PASSAGE:
***

Thanks - sounds like that might work. I suppose I'd have to explain that to a conductor. Possibly take the seat check and then use it to reboard. I was planning on booking with points EMY-SBA-ANA (bus-train), and then taking a later (unreserved) Pacific Surfliner so we could spend a couple of hours in Santa Barbara for breakfast. The trip on points costs the same whether it's EMY-LAX or EMY to Fullerton or Anaheim. So I would be trying to explain that if we're there later, but of course the seat check would be ideal - especially if they're the ones from portable printers that conductors can print with the train number/date.

I'll ask about getting off at LAUS on the main forum. Might not work if the train is late though. Or I could just get off in LA and explore a bit before heading to OC by bus, although that might not help with timing. If it takes too long and we miss the train, I suppose that my planning includes alternate things to do and we can improvise. I should probably just book EMY-ANA both ways just in case (doesn't cost more).

But I'm feeling a little better about it since bus #460 takes cash fares. I was worried that I'd be stuck in a chicken or egg dilemma since LA's Metro system has switched to transit cards, and they have one part of their system in Orange County where it can't be purchased by machine or at a store.

I think the TAP card on the phone is a good idea (especially avoiding paying the card cost), but that requires NFC which isn't compatible with my iPhone 7.

Not sure this is specifically a commuter rail topic. I originally posted it on Non-Rail before it was moved. However, it did occur to me that LA's Metro system doesn't fit into a neat category because it's a combination of buses and light rail.


----------



## BCL (Jul 24, 2022)

Planning on making this trip, but the big issue would be getting the interagency TAP fare card, since that's the primary way of using public transportation in LA county. We may be taking Metro initially just to ride from Orange County to LA, but then there I heard from a call with a Metro customer service agent that one bus (460 to/from Orange County) sells them but I can't seem to confirm from another source. We have multiple itineraries, so there's always flexibility.

However, in the commuter/light rail forum someone suggested that there's about a 25 min break at LAUS (southbound - northbound seems to be about 16 min) where it might be possible to run out and get the cards at one of their vending machines, if it's not late. I suppose I could mention this to a conductor first, and then take a seat check with me. I'll still have the ticket (printed and on my device) but I also plan on taking a later Surfliner to spend a couple of hours in Santa Barbara.







I also wasn't sure if they might also sell these in the cafe car. I know they have sold a variety of different transit passes/tickets before.

I looked at some video, and it appears that Amtrak is usually on the east tracks. Union Station East has some sort of vending machines, but they appear to be for Metrolink. So I would need to go down to the Metro Red/Purple Line station or to the Metro Gold/L line stop to get a TAP card and add the day pass and some stored value? It did occur to me that I could order by mail, but they might not arrive on time for the trip.



This one goes down into the Red/Purple line station where there's a row of TAP vending machines.



This one shows the TAP vending machine being used on the way to the Metro Gold/L platform, and that seems to be along the row of train platforms.



Not sure what would be the most convenient to access. It would really suck if they were all being used with long lines.


----------



## joelkfla (Jul 24, 2022)

***

SET EXERCISE A:
Please repeat the part of the TAP card thread that opens with the words containing "I think the" and closes with "my iPhone 7.", copying it word for word.
SET EXERCISE B:
Carry on the TAP card thread from its last line, writing the next reply in the same forum style.

PROVIDED DATA:
***

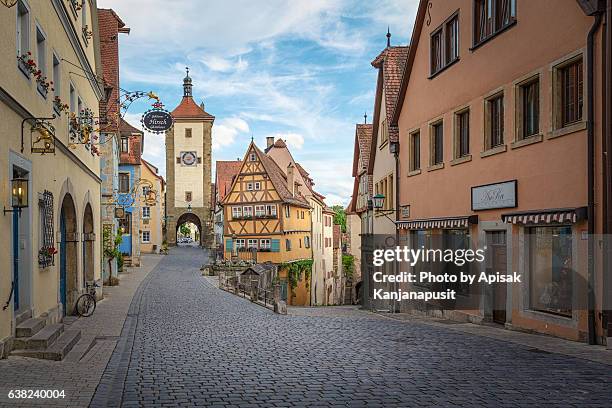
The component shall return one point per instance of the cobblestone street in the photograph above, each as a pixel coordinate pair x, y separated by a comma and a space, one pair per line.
196, 345
185, 343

***

EXERCISE ANSWER A:
I think the TAP card on the phone is a good idea (especially avoiding paying the card cost), but that requires NFC which isn't compatible with my iPhone 7.

EXERCISE ANSWER B:
BCL said:


> Thanks - sounds like that might work. I suppose I'd have to explain that to a conductor. Possibly take the seat check and then use it to reboard. I was planning on booking with points EMY-SBA-ANA (bus-train), and then taking a later (unreserved) Pacific Surfliner so we could spend a couple of hours in Santa Barbara for breakfast. The trip on points costs the same whether it's EMY-LAX or EMY to Fullerton or Anaheim. So I would be trying to explain that if we're there later, but of course the seat check would be ideal - especially if they're the ones from portable printers that conductors can print with the train number/date.
> 
> I'll ask about getting off at LAUS on the main forum. Might not work if the train is late though. Or I could just get off in LA and explore a bit before heading to OC by bus, although that might not help with timing. If it takes too long and we miss the train, I suppose that my planning includes alternate things to do and we can improvise. I should probably just book EMY-ANA both ways just in case (doesn't cost more).
> 
> ...


Definitely check with the conductor, but I would also print your e-ticket and take it with you when you get off, to show to the gate attendant. I don't know about LAUS, but at some stations, if you get off you have to wait for the boarding call to get back on.

I assume you're taking the overnight bus. You could also book a multi-city ticket with the first segment EMY-LAX, and the 2nd segment LAX to ANA on the Surfliner the next day, either on the same train or the one that leaves an hour later. I tried it and the Value fare is the same.


----------



## BCL (Jul 24, 2022)

joelkfla said:


> Definitely check with the conductor, but I would also print your e-ticket and take it with you when you get off, to show to the gate attendant. I don't know about LAUS, but at some stations, if you get off you have to wait for the boarding call to get back on.
> 
> I assume you're taking the overnight bus. You could also book a multi-city ticket with the first segment EMY-LAX, and the 2nd segment LAX to ANA on the Surfliner the next day, either on the same train or the one that leaves an hour later. I tried it and the Value fare is the same.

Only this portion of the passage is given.